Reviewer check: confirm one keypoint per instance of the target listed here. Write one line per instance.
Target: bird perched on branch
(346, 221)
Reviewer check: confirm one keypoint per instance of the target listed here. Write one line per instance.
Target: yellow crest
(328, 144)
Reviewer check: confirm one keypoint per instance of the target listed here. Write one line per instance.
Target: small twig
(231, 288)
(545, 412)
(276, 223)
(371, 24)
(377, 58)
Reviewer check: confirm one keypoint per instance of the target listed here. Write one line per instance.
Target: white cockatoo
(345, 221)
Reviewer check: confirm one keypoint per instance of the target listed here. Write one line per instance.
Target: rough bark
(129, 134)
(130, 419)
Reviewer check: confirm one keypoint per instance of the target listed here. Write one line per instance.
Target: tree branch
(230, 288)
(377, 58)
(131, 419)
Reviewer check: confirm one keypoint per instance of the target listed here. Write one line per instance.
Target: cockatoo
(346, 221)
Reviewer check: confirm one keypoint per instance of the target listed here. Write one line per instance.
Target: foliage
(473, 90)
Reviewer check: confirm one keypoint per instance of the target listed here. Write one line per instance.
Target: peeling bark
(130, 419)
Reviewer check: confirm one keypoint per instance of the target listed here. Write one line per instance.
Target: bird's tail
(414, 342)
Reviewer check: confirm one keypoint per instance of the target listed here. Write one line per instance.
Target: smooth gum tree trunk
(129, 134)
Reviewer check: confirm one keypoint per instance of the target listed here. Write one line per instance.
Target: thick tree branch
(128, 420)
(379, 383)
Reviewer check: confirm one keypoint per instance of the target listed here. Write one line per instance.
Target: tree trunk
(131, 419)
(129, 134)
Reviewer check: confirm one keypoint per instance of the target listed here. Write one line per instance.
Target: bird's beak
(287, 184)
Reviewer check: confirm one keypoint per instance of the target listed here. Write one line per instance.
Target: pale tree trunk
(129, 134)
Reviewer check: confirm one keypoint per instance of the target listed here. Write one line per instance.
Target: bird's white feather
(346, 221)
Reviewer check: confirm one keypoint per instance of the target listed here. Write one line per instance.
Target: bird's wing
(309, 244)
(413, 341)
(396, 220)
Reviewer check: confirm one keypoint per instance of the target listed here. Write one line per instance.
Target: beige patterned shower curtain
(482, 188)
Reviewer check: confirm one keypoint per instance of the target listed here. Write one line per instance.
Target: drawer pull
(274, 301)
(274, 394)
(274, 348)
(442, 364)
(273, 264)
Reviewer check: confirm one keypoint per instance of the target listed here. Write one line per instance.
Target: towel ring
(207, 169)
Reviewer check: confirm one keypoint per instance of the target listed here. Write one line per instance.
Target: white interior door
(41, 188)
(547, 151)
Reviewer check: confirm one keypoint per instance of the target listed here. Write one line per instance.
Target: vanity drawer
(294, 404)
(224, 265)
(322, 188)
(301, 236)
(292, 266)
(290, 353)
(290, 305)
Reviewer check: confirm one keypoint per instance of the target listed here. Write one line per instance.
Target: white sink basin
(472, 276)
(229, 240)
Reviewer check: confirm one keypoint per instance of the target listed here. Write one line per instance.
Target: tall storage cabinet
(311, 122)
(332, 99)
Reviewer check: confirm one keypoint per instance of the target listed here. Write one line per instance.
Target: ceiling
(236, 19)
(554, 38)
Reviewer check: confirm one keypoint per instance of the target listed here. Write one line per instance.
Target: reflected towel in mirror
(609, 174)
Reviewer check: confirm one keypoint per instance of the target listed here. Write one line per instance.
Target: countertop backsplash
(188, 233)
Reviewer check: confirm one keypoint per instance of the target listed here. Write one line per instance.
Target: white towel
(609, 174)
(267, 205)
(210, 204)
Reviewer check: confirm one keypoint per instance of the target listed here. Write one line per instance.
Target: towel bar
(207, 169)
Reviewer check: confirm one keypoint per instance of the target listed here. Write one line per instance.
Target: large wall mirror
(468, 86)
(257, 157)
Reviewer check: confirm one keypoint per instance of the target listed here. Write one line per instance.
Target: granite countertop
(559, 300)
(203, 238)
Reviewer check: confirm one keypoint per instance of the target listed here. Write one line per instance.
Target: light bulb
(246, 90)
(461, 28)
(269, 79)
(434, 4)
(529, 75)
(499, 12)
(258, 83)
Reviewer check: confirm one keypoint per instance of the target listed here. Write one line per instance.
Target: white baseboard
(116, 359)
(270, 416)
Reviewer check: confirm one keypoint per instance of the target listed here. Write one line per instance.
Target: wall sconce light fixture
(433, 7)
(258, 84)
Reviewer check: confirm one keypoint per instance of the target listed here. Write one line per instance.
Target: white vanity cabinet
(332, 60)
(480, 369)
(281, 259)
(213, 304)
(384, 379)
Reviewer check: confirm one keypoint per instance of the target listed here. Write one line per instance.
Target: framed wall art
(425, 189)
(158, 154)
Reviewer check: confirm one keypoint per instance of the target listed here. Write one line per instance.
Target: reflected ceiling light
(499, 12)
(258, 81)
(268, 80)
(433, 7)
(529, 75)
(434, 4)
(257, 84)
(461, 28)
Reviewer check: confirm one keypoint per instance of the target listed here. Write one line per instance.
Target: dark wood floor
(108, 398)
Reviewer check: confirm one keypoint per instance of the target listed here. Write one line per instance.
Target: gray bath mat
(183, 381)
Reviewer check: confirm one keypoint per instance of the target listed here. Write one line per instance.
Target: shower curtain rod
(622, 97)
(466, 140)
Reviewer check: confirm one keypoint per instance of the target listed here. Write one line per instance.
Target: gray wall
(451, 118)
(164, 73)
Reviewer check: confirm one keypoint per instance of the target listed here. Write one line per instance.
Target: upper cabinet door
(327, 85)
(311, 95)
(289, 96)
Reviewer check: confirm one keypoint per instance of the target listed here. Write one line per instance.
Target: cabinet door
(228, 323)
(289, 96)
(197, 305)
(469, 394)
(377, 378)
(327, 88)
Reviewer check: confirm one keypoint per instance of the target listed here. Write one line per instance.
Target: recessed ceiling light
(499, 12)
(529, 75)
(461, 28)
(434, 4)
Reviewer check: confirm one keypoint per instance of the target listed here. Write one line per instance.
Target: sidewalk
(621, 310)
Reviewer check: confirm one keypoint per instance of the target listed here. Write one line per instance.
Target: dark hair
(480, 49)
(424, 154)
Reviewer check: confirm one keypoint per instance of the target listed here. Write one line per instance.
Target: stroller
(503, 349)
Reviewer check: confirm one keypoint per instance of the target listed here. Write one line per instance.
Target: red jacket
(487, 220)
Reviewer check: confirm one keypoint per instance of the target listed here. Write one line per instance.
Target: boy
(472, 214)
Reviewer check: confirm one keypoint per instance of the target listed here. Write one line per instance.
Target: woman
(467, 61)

» **DIRECTIONS FOR THIS TASK**:
Repeat the data exactly. Leave nothing out.

» **ANSWER FOR THIS EXERCISE**:
Reviewer check: confirm one keypoint per instance of the target listed here. Write one line per instance.
Target: bird perched on branch
(346, 221)
Reviewer check: confirm one keypoint per instance of the target listed here. Write one line per instance.
Target: yellow crest
(328, 144)
Reviewer check: confirm one keypoint per instance of the target listed here. Write one line per instance.
Target: small twig
(231, 288)
(545, 412)
(276, 223)
(371, 24)
(377, 58)
Reviewer check: confirm one keypoint per instance of the target listed here. Write one line per instance.
Target: white cockatoo
(345, 221)
Reviewer check: confirm one keypoint per instance of the target listed here. Write one line per instance.
Target: rough bark
(129, 134)
(130, 419)
Reviewer check: confirm one keypoint per instance of the target listed here. Write one line per instance.
Target: tree branch
(230, 288)
(377, 58)
(131, 419)
Reviewer check: confirm one keypoint per instance of the target listed here. Write one line per instance.
Target: cockatoo
(346, 221)
Reviewer check: confirm one keypoint per instance of the target listed here. Write one line per instance.
Target: foliage
(473, 90)
Reviewer check: confirm one keypoint per instance of the target listed here. Write one line per instance.
Target: peeling bark
(130, 419)
Reviewer check: confirm one keypoint per instance of the target listed here. Write one line per instance.
Target: bird's tail
(414, 342)
Reviewer check: confirm one keypoint per instance of the target listed here. Write one line per instance.
Target: smooth gum tree trunk
(129, 134)
Reviewer check: confirm one keypoint per instance of the target listed here. Write one line per instance.
Target: thick tree branch
(128, 420)
(379, 383)
Reviewer check: confirm one keypoint per instance of the target listed here. Write one line per instance.
Target: tree trunk
(131, 419)
(129, 134)
Reviewer check: confirm one keypoint per instance of the target listed here. Write one line per instance.
Target: bird's beak
(287, 184)
Reviewer check: confirm one keypoint per instance of the target listed here. Write one line per instance.
Target: pale tree trunk
(129, 134)
Reviewer check: confirm one keypoint per instance of the target listed here. Write one line per instance.
Target: bird's white feather
(346, 221)
Reviewer check: confirm one keypoint per instance of the target listed here. Write one line per instance.
Target: bird's wing
(309, 244)
(413, 341)
(396, 220)
Reviewer check: confirm one keypoint per instance of the target listed here. Write one line per instance.
Target: beige patterned shower curtain
(482, 188)
Reviewer check: confirm one keypoint per instance of the target listed here. Write one line per instance.
Target: drawer pull
(274, 301)
(274, 394)
(274, 348)
(442, 364)
(273, 264)
Reviewer check: confirm one keypoint per instance of the target listed here. Write one line per instance.
Target: towel ring
(207, 169)
Reviewer check: confirm one keypoint per instance of the target listed here. Write one line per instance.
Target: white interior door
(41, 188)
(547, 151)
Reviewer check: confirm one keypoint per instance of the target listed here. Write one line per instance.
Target: vanity drawer
(294, 404)
(224, 265)
(322, 188)
(301, 236)
(292, 266)
(290, 353)
(290, 305)
Reviewer check: confirm one keypoint per instance of the target listed here. Write one line per instance.
Target: white sink basin
(472, 276)
(229, 240)
Reviewer check: confirm one keypoint per instance of the target listed here. Write one line per instance.
Target: tall storage cabinet
(311, 122)
(332, 99)
Reviewer check: confirm one keypoint per instance of the target listed here. Write one line per instance.
Target: ceiling
(236, 19)
(554, 38)
Reviewer check: confirm one keypoint per instance of the target listed here. Write one line per instance.
Target: reflected towel in mirror
(609, 174)
Reviewer check: confirm one keypoint per instance of the target listed here. Write one line per instance.
Target: countertop backsplash
(188, 233)
Reviewer check: confirm one keypoint per instance of the target listed here. Write one line per instance.
Target: white towel
(609, 174)
(267, 205)
(210, 204)
Reviewer check: confirm one keypoint per instance of the target listed here. Write one line per instance.
Target: towel bar
(207, 169)
Reviewer check: confirm one keypoint per instance of the target listed here. Write one line per instance.
Target: large wall mirror
(468, 86)
(257, 157)
Reviewer check: confirm one keypoint per instance of the target listed here. Write one line per instance.
Target: granite countertop
(559, 300)
(203, 238)
Reviewer check: confirm one keypoint per instance of the target listed here. Write one line per instance.
Target: light bulb
(246, 90)
(461, 28)
(269, 79)
(434, 4)
(529, 75)
(499, 12)
(258, 83)
Reviewer check: confirm one keypoint per instance of the target listed here. Write one line per instance.
Target: white baseboard
(116, 359)
(270, 416)
Reviewer check: confirm one keypoint per instance of the target listed here. Write one line per instance.
Target: wall sconce light fixture
(433, 7)
(258, 84)
Reviewer check: confirm one keypoint per instance of the target listed here. Write one line per instance.
Target: white vanity cabinet
(332, 60)
(480, 369)
(281, 259)
(213, 304)
(384, 379)
Reviewer check: confirm one keypoint per instance of the target listed here. Write one line per instance.
Target: framed wall art
(425, 189)
(158, 154)
Reviewer check: confirm one keypoint per instance of the target listed here. Write one line per instance.
Target: reflected ceiling light
(499, 12)
(258, 81)
(268, 80)
(433, 7)
(529, 75)
(434, 4)
(257, 84)
(461, 28)
Reviewer check: confirm one keypoint per instance of the target listed here. Write one line per instance.
Target: dark wood floor
(108, 398)
Reviewer check: confirm one keypoint per instance of the target listed here. Write one line per instance.
Target: gray bath mat
(183, 381)
Reviewer check: confirm one keypoint per instance of the target listed here. Write one line per instance.
Target: shower curtain rod
(622, 97)
(466, 140)
Reviewer check: confirm one keypoint per instance of the target listed here. Write one line per instance.
Target: gray wall
(451, 118)
(164, 73)
Reviewer check: confirm one keypoint per instance of the target listed here. Write one line per instance.
Target: upper cabinet door
(327, 85)
(311, 95)
(289, 96)
Reviewer check: confirm one keypoint per instance of the target listed here. Write one line per instance.
Target: cabinet door
(228, 323)
(289, 96)
(197, 305)
(469, 394)
(377, 378)
(327, 88)
Reviewer check: confirm one keypoint per instance of the target listed here. Write one line per instance.
Target: recessed ceiling light
(499, 12)
(529, 75)
(461, 28)
(434, 4)
Reviewer check: confirm one keypoint per instance of the target listed here. Write one line per instance.
Target: sidewalk
(621, 310)
Reviewer check: confirm one keypoint per instance of the target listed here. Write one line per instance.
Target: dark hair
(480, 49)
(424, 154)
Reviewer check: confirm one keypoint per instance of the target listed here. Write one line per instance.
Target: stroller
(503, 349)
Reviewer check: confirm one keypoint per instance of the target listed here. Write one line per instance.
Target: red jacket
(487, 220)
Reviewer check: confirm one keypoint per instance of the target listed here. Write one line per instance.
Target: boy
(472, 214)
Reviewer check: confirm one keypoint per instance of the target listed here. Write one line per instance.
Target: woman
(467, 61)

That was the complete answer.